June 2017 "Official" BARUG Meetup

This is a past event

157 people went

Location image of event venue


6:30 Pizza and networking
7:00 Announcements
7:05 Pete Mohanty: "Did “Communities in Crisis” Elect President Trump? An Analysis using Kernel Regularized Least Squares"
7:35: Earl Hubbell: Reproducible Data Science for Cancer Research at GRAIL
8:10: Ashley Semanskee: Using R Markdown to auto-write annual survey reports

Pete Mohanty
Did “Communities in Crisis” Elect President Trump? An Analysis using Kernel Regularized Least Squares

In both popular and academic discussions, commentators argue Trump's success was partly attributable to his appeal in “collapsing” communities. Suicides, drug overdoses, and other so-called “deaths of despair” rose sharply among non-Hispanic whites over the last several decades. Communities that have faced these challenges do seem to have been more likely to vote for Trump. Analyses to date, however, have made implausible simplifying assumptions. KRLS can estimate more nuanced models, which in this case reveal complex spatial dependencies and modest effect sizes that challenge the notion that Trump support was a simple response to public health concerns.

Because the underlying model is based on the pairwise comparisons, KRLS is inherently computationally intensive, and so I also briefly introduce bigKRLS, which is newly available on CRAN. bigKRLS offers algorithmic improvements that ease scaling constraints, decrease runtime (even on a single core), and facilitate interpretability with Shiny. Finally, I discuss KRLS' potential by briefly comparing with Elastic Net LASSO and Random Forest estimates and outlining recent additions to the package on GitHub.

Pete Mohanty is a Thinking Matters Fellow at Stanford University; this talk presents joint work with Robert Shaffer (University of Texas at Austin).


Earl Hubbell

GRAIL's mission is to detect cancer early, when it can be cured. To do so, we must develop a deep understanding of early cancer biology, which in turn requires us to exercise the utmost rigor in deriving insights from our data sets. We will describe how Rmarkdown, tidy data principles, and the RStudio ecosystem serve as one foundation for reproducible research within GRAIL. For internal and external* work alike, we are committed to industry-leading standards of statistical rigor, data provenance, and reproducibility.

====

**PROBLEMS TO WORK ON**.
A. Return the part of the BARUG meetup page that opens with the words containing "Pete Mohanty is" and closes with "provenance, and reproducibility.", copied word for word.
B. Carry the BARUG meetup page further, picking up right after its last sentence.
The records come from a different source than the BARUG meetup page.

====

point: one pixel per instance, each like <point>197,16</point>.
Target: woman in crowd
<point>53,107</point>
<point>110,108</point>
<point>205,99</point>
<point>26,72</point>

====

**RESPONSE LIST**.
A.
Pete Mohanty is a Thinking Matters Fellow at Stanford University; this talk presents joint work with Robert Shaffer (University of Texas at Austin).


Earl Hubbell

GRAIL's mission is to detect cancer early, when it can be cured. To do so, we must develop a deep understanding of early cancer biology, which in turn requires us to exercise the utmost rigor in deriving insights from our data sets. We will describe how Rmarkdown, tidy data principles, and the RStudio ecosystem serve as one foundation for reproducible research within GRAIL. For internal and external* work alike, we are committed to industry-leading standards of statistical rigor, data provenance, and reproducibility.

B.
*[1] "Performance of a high-intensity 508-gene circulating-tumor DNA (ctDNA) assay in patients with metastatic breast, lung, and prostate cancer", and *[2] "Cell-free DNA (cfDNA) mutations from clonal hematopoiesis: Implications for interpretation of liquid biopsy tests"


Ashley Semanskee is a Research Assistant at Kaiser Family Foundation.

Using R Markdown to auto-write annual survey reports

Annual surveys are often the most important (and most expensive) projects undertaken by a research organization. At Kaiser Family Foundation, we have been fielding the Employer Health Benefits Annual Survey (http://kff.org/health-costs/report/2016-employer-health-benefits-survey/) since 1998, and each year it takes 3,000+ hours to complete the full report. This year, we are creating an R template to analyze the findings and auto-write the report for the 2017 survey and all future surveys – saving thousands of hours of work a year. We can use R to make the survey analysis trackable, reproducible, and eliminate human error.

In this talk I will describe how to use R, ggplot2, and R Markdown to transform 2,000 survey responses into a 300 page auto-written report.